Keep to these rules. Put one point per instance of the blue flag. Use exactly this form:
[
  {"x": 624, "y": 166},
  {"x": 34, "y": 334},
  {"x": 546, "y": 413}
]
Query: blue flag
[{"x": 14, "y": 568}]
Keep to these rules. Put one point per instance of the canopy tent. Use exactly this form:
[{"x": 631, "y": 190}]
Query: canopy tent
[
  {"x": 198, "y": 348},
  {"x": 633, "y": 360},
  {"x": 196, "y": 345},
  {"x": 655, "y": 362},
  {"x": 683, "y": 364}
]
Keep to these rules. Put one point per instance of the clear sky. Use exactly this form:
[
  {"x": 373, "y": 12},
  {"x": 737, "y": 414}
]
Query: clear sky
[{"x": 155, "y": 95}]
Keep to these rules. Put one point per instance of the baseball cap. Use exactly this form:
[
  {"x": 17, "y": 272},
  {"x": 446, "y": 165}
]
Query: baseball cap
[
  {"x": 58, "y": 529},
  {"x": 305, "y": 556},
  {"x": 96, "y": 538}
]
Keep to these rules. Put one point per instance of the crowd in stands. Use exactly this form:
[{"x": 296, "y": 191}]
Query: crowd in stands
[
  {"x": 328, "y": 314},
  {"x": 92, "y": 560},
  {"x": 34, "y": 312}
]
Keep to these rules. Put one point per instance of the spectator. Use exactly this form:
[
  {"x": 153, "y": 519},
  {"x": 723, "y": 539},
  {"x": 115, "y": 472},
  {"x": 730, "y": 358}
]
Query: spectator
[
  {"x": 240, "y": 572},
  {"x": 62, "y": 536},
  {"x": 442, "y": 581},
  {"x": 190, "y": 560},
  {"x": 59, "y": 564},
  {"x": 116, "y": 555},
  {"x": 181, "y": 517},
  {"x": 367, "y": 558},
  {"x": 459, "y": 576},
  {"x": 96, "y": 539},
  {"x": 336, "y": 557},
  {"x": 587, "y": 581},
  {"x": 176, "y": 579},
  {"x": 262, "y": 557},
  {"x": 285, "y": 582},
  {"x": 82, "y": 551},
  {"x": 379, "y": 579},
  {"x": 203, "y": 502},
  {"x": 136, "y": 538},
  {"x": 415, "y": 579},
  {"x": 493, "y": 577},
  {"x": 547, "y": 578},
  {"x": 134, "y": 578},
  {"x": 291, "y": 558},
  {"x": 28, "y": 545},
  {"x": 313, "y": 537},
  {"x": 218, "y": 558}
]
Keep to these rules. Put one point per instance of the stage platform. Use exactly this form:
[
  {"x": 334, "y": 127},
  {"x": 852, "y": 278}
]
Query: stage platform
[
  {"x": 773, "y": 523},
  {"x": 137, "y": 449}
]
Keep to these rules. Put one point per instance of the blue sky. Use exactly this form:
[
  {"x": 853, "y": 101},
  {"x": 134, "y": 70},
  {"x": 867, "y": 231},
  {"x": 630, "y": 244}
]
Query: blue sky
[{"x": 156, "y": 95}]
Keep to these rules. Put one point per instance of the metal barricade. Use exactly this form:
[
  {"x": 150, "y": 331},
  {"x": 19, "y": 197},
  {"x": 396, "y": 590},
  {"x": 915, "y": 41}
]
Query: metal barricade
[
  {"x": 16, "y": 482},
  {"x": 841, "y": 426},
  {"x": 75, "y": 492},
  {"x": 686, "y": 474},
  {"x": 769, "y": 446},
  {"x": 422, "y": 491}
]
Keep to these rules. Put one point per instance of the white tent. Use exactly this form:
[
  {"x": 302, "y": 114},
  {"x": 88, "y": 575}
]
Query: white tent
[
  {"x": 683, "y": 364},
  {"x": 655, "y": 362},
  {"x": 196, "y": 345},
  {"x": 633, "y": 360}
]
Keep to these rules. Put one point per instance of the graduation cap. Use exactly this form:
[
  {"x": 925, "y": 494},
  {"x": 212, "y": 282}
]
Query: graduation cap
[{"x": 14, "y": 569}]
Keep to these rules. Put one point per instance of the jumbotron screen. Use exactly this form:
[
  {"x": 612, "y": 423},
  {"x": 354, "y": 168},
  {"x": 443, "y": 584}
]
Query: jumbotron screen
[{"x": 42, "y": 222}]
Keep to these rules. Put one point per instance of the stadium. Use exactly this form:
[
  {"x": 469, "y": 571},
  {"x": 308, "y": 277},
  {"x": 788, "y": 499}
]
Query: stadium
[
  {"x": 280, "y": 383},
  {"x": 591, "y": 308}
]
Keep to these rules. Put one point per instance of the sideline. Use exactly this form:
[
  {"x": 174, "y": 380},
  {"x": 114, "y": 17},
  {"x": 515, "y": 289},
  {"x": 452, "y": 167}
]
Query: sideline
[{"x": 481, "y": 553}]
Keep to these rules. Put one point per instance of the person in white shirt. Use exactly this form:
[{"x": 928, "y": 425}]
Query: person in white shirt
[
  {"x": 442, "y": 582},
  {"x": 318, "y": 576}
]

__SET EXERCISE__
The required output is the span of lines from the one containing "of the graduation" to the last line, reproduced character for character.

__TASK SOLUTION__
Keep to these rules. Put one point per instance of the graduation cap. Use exactly this form:
[
  {"x": 925, "y": 494},
  {"x": 212, "y": 282}
]
Query: graduation cap
[{"x": 14, "y": 569}]
Keep to these rules. Put one point per instance of the jumbotron screen. Use exactly this form:
[
  {"x": 612, "y": 423},
  {"x": 354, "y": 168},
  {"x": 443, "y": 584}
]
Query: jumbotron screen
[{"x": 42, "y": 222}]
Keep to these rules. Put one point per instance of the stadium. Use exactly this form:
[
  {"x": 469, "y": 571},
  {"x": 308, "y": 277},
  {"x": 788, "y": 499}
]
Query: stadium
[
  {"x": 280, "y": 383},
  {"x": 591, "y": 308}
]
Keep to these rules. Put one point per instance of the sideline. Use exactly this form:
[
  {"x": 174, "y": 380},
  {"x": 114, "y": 17},
  {"x": 515, "y": 289},
  {"x": 452, "y": 167}
]
Query: sideline
[{"x": 481, "y": 553}]
Keep to these rules. Put one point per instance of the person in white shirt. Use exactly this form:
[{"x": 928, "y": 425}]
Query: person in white shirt
[
  {"x": 442, "y": 582},
  {"x": 318, "y": 576}
]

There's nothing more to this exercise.